TASK DIRECTIONS -
Show every line of the entries below that contains the word "window", treating uppercase and lowercase as different.

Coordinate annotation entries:
+++
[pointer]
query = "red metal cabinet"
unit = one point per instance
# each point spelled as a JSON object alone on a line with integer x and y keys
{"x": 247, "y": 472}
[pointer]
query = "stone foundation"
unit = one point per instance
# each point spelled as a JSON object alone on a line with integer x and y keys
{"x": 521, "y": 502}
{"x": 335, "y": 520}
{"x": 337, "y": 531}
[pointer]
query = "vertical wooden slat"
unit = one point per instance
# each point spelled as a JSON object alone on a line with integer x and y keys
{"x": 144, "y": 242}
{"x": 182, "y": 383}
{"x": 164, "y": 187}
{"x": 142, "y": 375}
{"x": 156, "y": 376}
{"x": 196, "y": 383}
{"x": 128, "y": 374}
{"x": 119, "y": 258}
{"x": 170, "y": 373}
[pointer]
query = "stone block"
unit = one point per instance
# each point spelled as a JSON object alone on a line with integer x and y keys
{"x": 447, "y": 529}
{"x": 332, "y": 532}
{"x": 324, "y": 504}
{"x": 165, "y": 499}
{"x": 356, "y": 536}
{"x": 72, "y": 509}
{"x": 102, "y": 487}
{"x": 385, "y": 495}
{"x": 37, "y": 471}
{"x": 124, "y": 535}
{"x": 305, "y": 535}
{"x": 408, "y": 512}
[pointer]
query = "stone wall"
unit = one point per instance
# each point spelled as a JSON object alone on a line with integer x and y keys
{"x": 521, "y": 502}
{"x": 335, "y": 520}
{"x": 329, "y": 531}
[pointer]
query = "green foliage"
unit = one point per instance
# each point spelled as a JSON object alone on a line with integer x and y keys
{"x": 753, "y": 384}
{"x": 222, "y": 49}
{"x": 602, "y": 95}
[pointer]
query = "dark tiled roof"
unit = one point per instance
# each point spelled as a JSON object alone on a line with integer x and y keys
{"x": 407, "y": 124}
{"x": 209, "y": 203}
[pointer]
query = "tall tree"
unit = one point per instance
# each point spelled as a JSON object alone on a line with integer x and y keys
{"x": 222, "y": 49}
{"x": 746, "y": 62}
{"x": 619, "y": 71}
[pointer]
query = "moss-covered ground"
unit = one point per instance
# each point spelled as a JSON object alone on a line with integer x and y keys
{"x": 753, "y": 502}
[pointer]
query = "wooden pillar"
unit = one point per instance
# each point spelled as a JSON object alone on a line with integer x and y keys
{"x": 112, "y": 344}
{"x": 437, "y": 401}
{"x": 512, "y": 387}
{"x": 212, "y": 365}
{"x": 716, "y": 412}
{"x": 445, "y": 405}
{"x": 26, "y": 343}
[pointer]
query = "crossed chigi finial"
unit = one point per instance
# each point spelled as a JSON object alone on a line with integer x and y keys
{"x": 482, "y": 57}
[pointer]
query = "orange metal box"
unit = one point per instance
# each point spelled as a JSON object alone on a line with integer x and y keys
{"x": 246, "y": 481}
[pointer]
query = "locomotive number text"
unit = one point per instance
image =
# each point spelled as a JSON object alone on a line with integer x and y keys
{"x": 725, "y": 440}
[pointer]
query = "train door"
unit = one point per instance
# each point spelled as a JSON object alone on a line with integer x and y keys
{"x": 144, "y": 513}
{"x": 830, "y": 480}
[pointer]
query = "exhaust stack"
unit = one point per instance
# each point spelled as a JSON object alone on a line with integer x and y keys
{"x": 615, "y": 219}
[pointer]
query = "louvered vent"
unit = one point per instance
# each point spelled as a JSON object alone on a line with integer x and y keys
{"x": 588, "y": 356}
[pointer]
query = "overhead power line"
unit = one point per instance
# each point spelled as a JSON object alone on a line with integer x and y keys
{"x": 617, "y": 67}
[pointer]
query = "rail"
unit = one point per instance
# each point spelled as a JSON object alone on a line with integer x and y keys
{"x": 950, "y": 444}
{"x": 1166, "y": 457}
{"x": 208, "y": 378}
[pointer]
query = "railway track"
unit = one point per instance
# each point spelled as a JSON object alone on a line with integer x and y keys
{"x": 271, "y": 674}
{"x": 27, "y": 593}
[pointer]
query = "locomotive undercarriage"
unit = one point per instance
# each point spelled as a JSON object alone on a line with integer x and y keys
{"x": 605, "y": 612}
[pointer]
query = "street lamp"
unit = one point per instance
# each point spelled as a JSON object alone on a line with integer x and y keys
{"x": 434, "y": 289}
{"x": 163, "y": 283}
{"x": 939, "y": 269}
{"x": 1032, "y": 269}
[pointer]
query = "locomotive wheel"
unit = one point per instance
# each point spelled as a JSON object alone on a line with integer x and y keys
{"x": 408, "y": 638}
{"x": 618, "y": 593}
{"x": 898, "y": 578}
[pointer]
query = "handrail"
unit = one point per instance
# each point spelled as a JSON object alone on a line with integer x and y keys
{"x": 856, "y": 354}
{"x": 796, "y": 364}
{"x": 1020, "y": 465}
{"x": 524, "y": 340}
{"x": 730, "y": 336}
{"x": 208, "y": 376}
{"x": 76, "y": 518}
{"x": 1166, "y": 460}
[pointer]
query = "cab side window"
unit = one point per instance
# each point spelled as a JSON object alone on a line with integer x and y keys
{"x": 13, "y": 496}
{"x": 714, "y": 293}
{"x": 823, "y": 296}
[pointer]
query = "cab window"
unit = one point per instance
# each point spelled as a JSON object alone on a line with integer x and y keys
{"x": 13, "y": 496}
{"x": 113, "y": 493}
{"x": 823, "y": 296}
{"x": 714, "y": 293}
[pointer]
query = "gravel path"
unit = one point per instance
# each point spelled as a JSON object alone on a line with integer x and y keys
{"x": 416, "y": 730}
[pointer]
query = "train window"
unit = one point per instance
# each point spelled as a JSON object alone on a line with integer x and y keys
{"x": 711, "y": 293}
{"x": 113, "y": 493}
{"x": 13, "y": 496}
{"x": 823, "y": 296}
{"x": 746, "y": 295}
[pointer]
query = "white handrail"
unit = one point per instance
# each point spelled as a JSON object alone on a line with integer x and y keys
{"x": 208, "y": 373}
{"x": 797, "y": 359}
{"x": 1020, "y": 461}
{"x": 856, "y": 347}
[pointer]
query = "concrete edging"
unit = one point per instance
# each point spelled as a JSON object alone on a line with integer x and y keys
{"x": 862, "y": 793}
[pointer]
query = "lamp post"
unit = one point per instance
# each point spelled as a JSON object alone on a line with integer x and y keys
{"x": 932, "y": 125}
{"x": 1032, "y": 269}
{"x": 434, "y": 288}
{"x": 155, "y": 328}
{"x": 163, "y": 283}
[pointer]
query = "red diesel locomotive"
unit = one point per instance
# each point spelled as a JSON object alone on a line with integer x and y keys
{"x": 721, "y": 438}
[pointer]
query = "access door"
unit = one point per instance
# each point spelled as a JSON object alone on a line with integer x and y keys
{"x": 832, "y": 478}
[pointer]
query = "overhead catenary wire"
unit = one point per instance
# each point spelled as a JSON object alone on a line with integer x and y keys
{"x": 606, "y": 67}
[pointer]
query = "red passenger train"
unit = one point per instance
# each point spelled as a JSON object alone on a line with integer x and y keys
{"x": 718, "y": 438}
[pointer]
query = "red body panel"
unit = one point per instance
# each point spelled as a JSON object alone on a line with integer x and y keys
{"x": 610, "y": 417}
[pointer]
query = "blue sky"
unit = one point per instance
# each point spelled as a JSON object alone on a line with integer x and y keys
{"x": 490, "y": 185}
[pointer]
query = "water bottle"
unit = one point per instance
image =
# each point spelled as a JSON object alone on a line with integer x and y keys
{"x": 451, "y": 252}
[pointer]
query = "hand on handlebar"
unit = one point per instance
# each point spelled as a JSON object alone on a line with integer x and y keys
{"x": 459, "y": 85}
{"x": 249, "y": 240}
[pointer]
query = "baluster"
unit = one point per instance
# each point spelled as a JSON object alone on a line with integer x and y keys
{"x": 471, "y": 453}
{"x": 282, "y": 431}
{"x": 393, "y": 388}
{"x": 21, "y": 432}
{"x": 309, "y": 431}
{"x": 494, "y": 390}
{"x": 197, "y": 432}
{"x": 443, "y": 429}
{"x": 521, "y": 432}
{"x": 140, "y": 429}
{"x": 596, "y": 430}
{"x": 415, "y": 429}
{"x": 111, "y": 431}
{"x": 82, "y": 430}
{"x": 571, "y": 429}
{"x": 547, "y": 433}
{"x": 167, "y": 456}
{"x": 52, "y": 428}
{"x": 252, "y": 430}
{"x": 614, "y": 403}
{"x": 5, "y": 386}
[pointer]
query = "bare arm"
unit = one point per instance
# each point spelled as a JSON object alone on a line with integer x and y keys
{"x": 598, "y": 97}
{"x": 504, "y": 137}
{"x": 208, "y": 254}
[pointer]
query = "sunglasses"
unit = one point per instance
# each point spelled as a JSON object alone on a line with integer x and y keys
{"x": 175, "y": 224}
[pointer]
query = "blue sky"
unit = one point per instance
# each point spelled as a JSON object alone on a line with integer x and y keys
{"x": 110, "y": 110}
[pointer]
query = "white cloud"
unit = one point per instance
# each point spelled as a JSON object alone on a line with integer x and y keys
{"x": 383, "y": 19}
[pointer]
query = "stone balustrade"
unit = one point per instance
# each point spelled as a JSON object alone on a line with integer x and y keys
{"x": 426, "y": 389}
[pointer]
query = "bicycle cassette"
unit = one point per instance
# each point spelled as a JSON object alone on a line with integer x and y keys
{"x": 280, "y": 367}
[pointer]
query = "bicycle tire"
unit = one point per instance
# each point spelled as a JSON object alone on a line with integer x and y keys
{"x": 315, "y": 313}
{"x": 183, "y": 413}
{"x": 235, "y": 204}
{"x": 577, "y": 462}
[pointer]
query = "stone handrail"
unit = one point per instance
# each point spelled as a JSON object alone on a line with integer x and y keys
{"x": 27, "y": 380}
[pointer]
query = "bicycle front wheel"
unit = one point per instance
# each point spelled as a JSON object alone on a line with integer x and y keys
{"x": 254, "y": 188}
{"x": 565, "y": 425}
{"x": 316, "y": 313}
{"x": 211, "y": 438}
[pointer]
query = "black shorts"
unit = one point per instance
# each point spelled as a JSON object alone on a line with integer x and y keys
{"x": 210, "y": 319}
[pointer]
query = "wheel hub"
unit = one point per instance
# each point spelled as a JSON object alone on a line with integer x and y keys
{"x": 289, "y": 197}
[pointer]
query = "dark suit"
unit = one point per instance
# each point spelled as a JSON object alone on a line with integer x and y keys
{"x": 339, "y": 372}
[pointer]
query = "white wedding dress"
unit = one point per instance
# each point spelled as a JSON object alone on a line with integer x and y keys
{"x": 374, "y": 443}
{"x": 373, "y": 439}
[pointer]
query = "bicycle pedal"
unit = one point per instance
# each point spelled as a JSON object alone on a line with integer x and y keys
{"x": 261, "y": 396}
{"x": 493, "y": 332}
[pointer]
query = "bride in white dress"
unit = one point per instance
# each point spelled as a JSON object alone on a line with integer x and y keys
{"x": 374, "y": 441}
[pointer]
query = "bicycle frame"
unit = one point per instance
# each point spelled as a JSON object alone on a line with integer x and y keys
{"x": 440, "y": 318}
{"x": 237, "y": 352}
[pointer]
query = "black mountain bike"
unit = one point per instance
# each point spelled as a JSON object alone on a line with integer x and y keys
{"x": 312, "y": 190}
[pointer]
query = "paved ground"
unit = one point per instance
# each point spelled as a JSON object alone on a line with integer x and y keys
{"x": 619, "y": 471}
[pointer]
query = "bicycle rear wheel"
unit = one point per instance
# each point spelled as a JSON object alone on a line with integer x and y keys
+++
WRITTEN SOLUTION -
query = "cab side window"
query = "cab window"
query = "train window"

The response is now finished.